• OBJECTIVE:
Find every line in the rows below that contains the string "taxi", treating uppercase and lowercase as different, and copy each of those lines.

• GIVEN RECORDS:
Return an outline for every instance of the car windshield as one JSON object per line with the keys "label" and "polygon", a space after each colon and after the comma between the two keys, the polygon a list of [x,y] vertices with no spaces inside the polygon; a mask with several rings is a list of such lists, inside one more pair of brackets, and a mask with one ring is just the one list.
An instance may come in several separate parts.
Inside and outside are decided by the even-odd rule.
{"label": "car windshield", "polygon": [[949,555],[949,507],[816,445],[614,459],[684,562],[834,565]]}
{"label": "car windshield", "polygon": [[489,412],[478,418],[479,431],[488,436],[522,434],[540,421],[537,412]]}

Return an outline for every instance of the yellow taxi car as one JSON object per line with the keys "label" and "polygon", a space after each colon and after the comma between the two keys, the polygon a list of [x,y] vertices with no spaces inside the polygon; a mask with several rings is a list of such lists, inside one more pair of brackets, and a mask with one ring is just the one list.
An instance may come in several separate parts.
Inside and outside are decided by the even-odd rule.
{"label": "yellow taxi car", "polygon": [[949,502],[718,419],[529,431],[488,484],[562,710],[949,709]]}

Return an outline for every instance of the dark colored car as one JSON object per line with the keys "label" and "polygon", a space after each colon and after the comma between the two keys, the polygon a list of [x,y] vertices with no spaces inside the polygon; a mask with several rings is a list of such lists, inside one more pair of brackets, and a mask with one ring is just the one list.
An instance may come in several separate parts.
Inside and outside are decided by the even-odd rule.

==

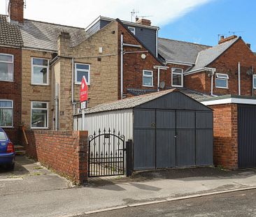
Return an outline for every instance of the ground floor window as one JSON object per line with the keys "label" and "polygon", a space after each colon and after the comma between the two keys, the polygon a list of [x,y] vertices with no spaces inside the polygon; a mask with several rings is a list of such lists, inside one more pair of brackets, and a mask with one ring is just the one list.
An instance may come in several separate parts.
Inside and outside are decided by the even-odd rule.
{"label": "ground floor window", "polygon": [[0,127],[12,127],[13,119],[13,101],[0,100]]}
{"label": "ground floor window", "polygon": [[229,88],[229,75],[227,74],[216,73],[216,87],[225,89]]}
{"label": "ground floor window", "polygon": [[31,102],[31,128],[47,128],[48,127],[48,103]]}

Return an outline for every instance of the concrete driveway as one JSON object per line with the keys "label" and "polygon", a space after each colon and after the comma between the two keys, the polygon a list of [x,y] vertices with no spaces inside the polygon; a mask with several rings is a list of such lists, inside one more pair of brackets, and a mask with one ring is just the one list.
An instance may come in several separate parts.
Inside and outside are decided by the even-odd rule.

• REPLY:
Return an outline for every instance of the yellow taxi car as one JSON object per line with the keys "label" and "polygon", a space after each colon and after the comma between the two keys, the polygon a list of [x,y] vertices with no spaces inside the polygon; a mask with several rings is a list of such lists, inside one more pair of brackets, and a mask with one ring is just the one list.
{"label": "yellow taxi car", "polygon": [[949,502],[718,419],[529,431],[488,484],[562,710],[949,709]]}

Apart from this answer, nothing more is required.